# SHORT PROBLEM
Transcribe the records exactly from the line with "of the decorative" to the end, both included.
— start of AVAILABLE DATA —
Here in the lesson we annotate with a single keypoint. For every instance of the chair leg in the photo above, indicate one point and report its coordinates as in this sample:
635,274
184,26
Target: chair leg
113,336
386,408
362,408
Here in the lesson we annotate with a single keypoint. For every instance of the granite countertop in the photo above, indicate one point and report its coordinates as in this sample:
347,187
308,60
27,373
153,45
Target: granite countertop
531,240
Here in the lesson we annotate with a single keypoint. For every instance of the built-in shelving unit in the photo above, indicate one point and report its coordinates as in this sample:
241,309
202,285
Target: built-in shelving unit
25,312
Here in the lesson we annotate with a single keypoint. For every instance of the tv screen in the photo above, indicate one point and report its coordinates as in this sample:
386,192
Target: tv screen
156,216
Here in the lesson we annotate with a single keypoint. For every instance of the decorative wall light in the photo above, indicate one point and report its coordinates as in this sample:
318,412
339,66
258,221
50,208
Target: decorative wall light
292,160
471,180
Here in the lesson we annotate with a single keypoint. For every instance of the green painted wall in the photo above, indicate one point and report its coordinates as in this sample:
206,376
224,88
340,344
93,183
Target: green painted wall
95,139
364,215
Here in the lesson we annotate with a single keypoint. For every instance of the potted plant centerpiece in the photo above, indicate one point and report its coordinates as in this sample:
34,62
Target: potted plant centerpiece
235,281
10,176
— end of AVAILABLE DATA —
# SOLUTION FOR THIS PROBLEM
Here in the lesson we annotate with a single keypoint. For every instance of the decorative wall light in the photo above, indicate one point and report its coordinates as in this sample:
318,412
339,66
258,221
50,208
Target: decorative wall light
292,160
471,180
Here in the lesson we annotate with a single keypoint. For every instance of the green painted wall in the photo above, indicate one point and report its coordinates as in this sample:
206,376
224,88
340,344
93,183
Target: green painted wall
95,139
364,215
Here in the lesson we annotate with a single keypoint. For every instance of the potted plant centerpiece in the photo above, indicate one point and report its coordinates as in this sample:
34,62
Target: potted plant centerpiece
235,281
10,176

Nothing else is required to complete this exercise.